▶ **EXERCISES**
a: Starting at the line that contains "Locate the still" and ending with the last of the rows, rename "dot" to "marker" wherever it occurs. Give those lines back with nothing else altered.
b: Go on with the article on Al₂O₃/TZ-3YS thermal barrier coatings from the point at which it stops.

▶ **PAGE**
=-=-=

Modification of the Properties of Al₂O₃/TZ-3YS Thermal Barrier Coating by the Addition of Silicon Carbide Particles and Fructose

Abstract

Al₂O₃/TZ-3YS coatings developed by suspension plasma spraying were studied in the present work. Mechanical and thermal characterization was realized to evaluate the suitability of thermal barrier coatings. In addition, SiC particle reinforcement was evaluated for its effect on the mechanical properties of the coating. The problem with SiC reinforcement is its high melting point that causes a large amount of unmolten material to be deposited on the coating. One possible solution followed in the present study consists of including fructose as an additive in order to modify the suspension characteristics. The results conclude that the use of fructose as an additive increases the mechanical and thermal properties (from 1.0 to 1.6 W/m·K), since the microstructure is modified, and results in a lower porosity (17%) compared to the SiC coating (25%).

1. Introduction

In recent decades, ceramic coatings developed by atmospheric plasma spraying (APS) have been widely studied. In the APS technique, the powder is injected inside the plasma plume, where the material is molten and accelerated for adherence onto the substrate. One of the possible APS applications is to obtain thermal barrier coatings (TBCs) that protect the metallic substrate against extremely hot environments [1]. These coatings are conventionally made of yttria-stabilized tetragonal zirconia (Y-TZP) because of its low thermal conductivity and good mechanical behavior at high temperatures [2]. However, Y-TZP coatings show a low stabilization at high temperature. Therefore, the eutectic mixture Al₂O₃/Y-TZP has been proposed as an alternative composition. Previous studies have demonstrated that Al₂O₃/Y-TZP coatings exhibit an enhanced thermodynamic stabilization, mechanical properties, and thermal fatigue resistance [3,4].

=-=-=

▶ **RECORDS SUPPLIED**
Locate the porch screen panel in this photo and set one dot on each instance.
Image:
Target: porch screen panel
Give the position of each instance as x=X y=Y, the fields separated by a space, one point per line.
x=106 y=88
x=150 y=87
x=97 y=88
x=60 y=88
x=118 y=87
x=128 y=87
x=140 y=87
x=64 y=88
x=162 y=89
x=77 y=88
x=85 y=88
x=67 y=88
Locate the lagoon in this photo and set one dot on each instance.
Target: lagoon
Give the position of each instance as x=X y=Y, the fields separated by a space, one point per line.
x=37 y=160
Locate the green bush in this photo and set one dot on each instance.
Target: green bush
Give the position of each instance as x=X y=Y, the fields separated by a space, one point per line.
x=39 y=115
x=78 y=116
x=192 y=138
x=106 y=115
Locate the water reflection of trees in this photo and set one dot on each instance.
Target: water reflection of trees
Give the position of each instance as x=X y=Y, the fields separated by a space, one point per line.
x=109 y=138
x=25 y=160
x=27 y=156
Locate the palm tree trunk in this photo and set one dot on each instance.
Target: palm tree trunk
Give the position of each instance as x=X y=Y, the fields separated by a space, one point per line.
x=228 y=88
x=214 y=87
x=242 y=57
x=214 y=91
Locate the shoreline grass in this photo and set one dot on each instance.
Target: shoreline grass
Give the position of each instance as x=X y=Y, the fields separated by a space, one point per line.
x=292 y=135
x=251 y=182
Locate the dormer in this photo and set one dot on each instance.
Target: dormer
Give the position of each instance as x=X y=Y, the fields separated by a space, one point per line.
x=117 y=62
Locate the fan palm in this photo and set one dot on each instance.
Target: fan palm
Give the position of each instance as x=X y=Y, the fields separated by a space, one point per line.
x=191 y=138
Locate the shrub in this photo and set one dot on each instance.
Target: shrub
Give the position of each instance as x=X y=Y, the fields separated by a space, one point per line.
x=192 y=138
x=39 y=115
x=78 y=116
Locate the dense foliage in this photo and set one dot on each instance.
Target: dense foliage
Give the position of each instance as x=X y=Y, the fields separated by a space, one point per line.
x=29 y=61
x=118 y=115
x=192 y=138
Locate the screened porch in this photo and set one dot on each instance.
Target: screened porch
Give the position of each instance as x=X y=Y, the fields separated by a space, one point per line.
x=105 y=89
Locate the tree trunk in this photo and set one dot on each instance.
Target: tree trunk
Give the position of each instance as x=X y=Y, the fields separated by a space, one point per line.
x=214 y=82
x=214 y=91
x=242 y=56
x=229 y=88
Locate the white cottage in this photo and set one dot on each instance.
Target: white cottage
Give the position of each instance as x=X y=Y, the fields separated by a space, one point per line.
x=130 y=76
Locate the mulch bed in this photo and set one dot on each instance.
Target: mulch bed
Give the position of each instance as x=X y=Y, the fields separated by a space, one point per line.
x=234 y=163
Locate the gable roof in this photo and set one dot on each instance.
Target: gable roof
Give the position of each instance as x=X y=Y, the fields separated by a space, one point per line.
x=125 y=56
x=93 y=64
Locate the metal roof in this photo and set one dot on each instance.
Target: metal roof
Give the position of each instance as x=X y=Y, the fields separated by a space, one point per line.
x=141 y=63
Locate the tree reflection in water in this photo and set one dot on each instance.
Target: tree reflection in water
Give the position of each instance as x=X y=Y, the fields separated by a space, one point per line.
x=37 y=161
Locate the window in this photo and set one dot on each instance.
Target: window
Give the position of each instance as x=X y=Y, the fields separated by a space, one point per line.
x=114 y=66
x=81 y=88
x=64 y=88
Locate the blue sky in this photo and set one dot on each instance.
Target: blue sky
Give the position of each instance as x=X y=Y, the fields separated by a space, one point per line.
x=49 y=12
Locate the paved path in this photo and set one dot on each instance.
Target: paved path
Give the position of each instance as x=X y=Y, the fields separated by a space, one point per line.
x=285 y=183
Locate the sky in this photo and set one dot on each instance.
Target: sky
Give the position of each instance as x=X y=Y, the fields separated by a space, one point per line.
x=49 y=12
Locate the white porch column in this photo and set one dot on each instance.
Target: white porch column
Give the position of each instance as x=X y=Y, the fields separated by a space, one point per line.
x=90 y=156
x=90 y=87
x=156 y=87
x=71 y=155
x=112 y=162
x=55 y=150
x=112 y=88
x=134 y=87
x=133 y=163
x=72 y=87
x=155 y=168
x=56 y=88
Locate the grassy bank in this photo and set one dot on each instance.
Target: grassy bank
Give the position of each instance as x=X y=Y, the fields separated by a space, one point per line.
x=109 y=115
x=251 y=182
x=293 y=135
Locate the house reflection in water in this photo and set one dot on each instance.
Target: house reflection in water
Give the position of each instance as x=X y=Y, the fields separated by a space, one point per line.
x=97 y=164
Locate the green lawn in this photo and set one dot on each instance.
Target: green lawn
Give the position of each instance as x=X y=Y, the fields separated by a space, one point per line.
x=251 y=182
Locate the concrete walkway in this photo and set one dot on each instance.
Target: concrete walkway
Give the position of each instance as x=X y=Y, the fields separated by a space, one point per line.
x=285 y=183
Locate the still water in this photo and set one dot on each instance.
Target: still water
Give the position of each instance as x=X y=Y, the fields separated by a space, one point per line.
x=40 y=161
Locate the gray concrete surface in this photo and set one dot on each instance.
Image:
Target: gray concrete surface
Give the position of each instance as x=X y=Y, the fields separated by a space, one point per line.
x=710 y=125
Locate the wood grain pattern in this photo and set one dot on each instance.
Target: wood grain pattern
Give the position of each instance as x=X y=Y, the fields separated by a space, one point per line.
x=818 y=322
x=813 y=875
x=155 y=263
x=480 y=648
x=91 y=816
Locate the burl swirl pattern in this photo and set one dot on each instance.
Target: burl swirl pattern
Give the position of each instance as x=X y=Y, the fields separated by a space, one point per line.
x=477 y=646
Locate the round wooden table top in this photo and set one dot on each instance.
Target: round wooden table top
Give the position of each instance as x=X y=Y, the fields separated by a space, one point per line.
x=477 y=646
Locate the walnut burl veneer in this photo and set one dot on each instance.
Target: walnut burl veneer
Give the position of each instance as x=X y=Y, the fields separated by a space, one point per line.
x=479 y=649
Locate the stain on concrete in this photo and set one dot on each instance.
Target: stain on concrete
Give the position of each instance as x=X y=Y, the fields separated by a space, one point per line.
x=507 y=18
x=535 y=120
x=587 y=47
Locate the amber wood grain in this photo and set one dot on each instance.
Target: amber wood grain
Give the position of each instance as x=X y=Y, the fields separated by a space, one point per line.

=-=-=

▶ **TASK-BY-TASK OUTPUTS**
a:
Locate the still water in this photo and set one marker on each instance.
Target: still water
Give the position of each instance as x=X y=Y, the fields separated by a space, one point per line.
x=40 y=161
Locate the gray concrete surface in this photo and set one marker on each instance.
Image:
Target: gray concrete surface
Give the position of each instance as x=X y=Y, the fields separated by a space, one point per line.
x=710 y=125
Locate the wood grain pattern in this photo and set one marker on each instance.
Target: wood grain pattern
Give the position of each instance as x=X y=Y, the fields separated by a space, one point per line.
x=818 y=322
x=813 y=875
x=155 y=263
x=480 y=648
x=91 y=816
Locate the burl swirl pattern in this photo and set one marker on each instance.
Target: burl swirl pattern
Give the position of each instance as x=X y=Y, the fields separated by a space, one point per line.
x=477 y=646
Locate the round wooden table top in this photo and set one marker on each instance.
Target: round wooden table top
Give the position of each instance as x=X y=Y, the fields separated by a space, one point per line.
x=477 y=646
Locate the walnut burl veneer in this photo and set one marker on each instance.
Target: walnut burl veneer
Give the position of each instance as x=X y=Y, the fields separated by a space, one point per line.
x=479 y=649
Locate the stain on concrete in this photo and set one marker on each instance.
Target: stain on concrete
Give the position of each instance as x=X y=Y, the fields separated by a space, one point per line.
x=507 y=18
x=535 y=120
x=587 y=47
Locate the amber wood grain in this photo and set one marker on each instance.
Target: amber wood grain
Give the position of each instance as x=X y=Y, the fields separated by a space, one point per line.

b:
The APS technique shows some limitations, i.e., obtaining a microstructure with small features, as fine particles cannot be injected inside the plasma plume. One alternative is the suspension plasma spraying (SPS) technique that employs injecting suspensions instead of powders into the plasma torch [5,6]. In this case, the liquid is fragmented in small droplets, and the solvent must evaporate before the solid can be molten and adhered onto the substrate. The TBC developed by SPS exhibits lower thermal conductivity, and this technique does not worsen the mechanical properties [3,6]. However, the SPS technique has some inconveniences, such as low deposition efficiency and difficulty to melt refractory materials. When aqueous suspensions are used, one possibility to improve the feedstock is to increase the solid loading due to high heat requirements to evaporate the water [4]. An alternative route involves the use of additives like fructose, which reduces the viscosity and surface tension so the formed droplet inside the plasma plume is smaller, and it eases solvent evaporation and solid melting [7].

In the present work, alumina–zirconia coatings developed by SPS are studied. In order to improve the characteristics of these coatings, the possibility of reinforcing the composition with silicon carbide particles (SiC) is evaluated. SiC exhibits two functions: mechanical reinforcement and self-healing. The self-healing effect by oxidation of SiC can increase the TBC’s lifetime, but it will be extensively studied in future work [7,8]. The problem of adding SiC is the capacity heat. To solve this problem, suspensions with high solid-loading were prepared, and new additives, like fructose, were evaluated [7]. In a previous work, it was found that fructose modified the microstructure of the coatings. Therefore, the goal of the present study is to analyze how this affects the mechanical and thermal properties of the coatings.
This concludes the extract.